START Recorded data

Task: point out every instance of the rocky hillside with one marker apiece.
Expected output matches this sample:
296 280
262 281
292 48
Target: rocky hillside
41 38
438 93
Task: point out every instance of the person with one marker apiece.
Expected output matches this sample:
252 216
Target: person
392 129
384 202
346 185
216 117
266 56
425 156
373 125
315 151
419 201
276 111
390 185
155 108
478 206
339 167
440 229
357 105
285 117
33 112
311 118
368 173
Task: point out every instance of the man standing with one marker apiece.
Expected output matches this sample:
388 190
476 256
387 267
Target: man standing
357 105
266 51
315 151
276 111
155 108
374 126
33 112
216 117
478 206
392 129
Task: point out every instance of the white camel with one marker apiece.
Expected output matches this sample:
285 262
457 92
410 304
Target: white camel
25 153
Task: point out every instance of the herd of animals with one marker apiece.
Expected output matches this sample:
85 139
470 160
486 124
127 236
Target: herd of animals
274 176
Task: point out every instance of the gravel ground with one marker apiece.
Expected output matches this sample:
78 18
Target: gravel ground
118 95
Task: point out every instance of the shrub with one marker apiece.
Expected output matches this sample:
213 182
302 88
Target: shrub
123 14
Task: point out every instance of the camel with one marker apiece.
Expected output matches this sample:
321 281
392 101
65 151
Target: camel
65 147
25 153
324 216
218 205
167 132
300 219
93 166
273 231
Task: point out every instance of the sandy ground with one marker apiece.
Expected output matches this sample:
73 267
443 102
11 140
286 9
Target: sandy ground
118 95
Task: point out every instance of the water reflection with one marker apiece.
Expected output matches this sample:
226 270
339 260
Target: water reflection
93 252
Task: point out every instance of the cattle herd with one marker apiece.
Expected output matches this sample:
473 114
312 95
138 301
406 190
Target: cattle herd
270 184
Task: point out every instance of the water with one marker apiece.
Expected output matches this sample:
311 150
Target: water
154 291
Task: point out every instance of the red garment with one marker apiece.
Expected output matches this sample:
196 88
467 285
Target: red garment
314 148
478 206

END Recorded data

From the records above, reproduce exactly the lines from the one with "Task: point out every instance of the water reflection" to the one with "Task: point out every instance of the water with", both included, and no others.

Task: point out every instance of the water reflection with one marker apiece.
Expected output matches this sample:
226 270
339 260
Target: water reflection
93 252
Task: point out every instance of the cattle herd with one marker apiece.
Expected output matches this sample:
473 114
312 95
138 301
406 190
Target: cattle herd
270 184
Task: point out every instance of the water with one marker apiece.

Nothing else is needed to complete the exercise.